## Your assignment
Only lines holding "instance" are needed; copy each of them from the data below.

## Data shown
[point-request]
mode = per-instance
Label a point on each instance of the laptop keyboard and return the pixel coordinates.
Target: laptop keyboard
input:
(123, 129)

## Exercise answer
mode = per-instance
Label a point on each instance of the laptop keyboard and return the pixel coordinates.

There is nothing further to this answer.